Vinge, 63, entende o sofrimento dos velhinhos, nem que seja
porque seus livros fazem parte do acervo da biblioteca. Ele me levou
a uma reunião da Cabala dos Idosos, na biblioteca, e falou sobre as
preocupações que tem quanto a 2025 - alguém ainda lerá livros? O
conhecimento distribuído em rede fará aos intelectuais aquilo que a
Revolução Industrial fez aos artesãos?
"O pessoal da época do romance tem a atenção de uma borboleta",
ele afirma. "Eles se animam com um tópico, o usam de determinada
maneira e logo o abandonam por outro coisa. As pessoas agora se
preocupam porque não existem mais empregos vitalícios. A que ponto
essa tendência poderia chegar? Consigo imaginar um mundo no qual
todo mundo trabalha por tarefa, e cada tarefa dura menos de um
minuto".

§ SEÇÃO DE DADOS
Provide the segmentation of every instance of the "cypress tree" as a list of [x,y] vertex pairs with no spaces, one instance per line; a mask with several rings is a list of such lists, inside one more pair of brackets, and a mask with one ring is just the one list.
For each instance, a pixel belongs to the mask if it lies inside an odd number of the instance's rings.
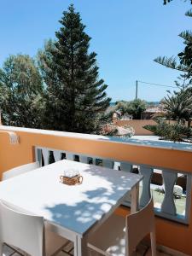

§ TAREFAS DO EXERCÍCIO
1 > Responda às perguntas abaixo com base no texto sobre Vinge.
(a) Que idade Vinge tem, segundo o texto?
(b) Em que lugar aconteceu a reunião da Cabala dos Idosos?
(c) A atenção de que animal Vinge usa para descrever o pessoal da época do romance?
2 > Prossiga o texto sobre Vinge a partir da última frase apresentada.

§ RESPOSTAS
1 >
(a) Vinge tem 63 anos.
(b) A reunião aconteceu na biblioteca.
(c) Vinge usa a atenção de uma borboleta.

2 >
A visão incomoda, mas Vinge a classifica como um dos cenários
menos desagradáveis quanto ao futuro: a amplificação de
inteligência, ou IA, que permitirá que os seres humanos se tornem
mais inteligentes ao combinar seus conhecimentos comuns e integrar
os conhecimentos que as máquinas oferecem, talvez até pela conexão
direta entre seus cérebros e computadores.
A alternativa ao IA seria o triunfo da AI, ou
inteligência artificial, que, ele calcula, superaria em muito a
inteligência humana. Caso isso venha a acontecer, prevê Vinge, as
máquinas superinteligentes não se contentarão em trabalhar para seus
mestres humanos, e tampouco se deixarão confinar pacatamente em
laboratórios. Como ele escreveu naquele ensaio de 1993, "imagine-se
confinado à sua casa e com acesso apenas limitado ao exterior e aos
seus mestres. Caso esses mestres pensem em ritmo, digamos, um milhão
de vezes inferior ao seu, resta pouco dúvida de que, depois de
alguns anos, você certamente desenvolveria alguns 'conselhos úteis'
para lhes dar que, incidentalmente, permitiriam que se libertasse".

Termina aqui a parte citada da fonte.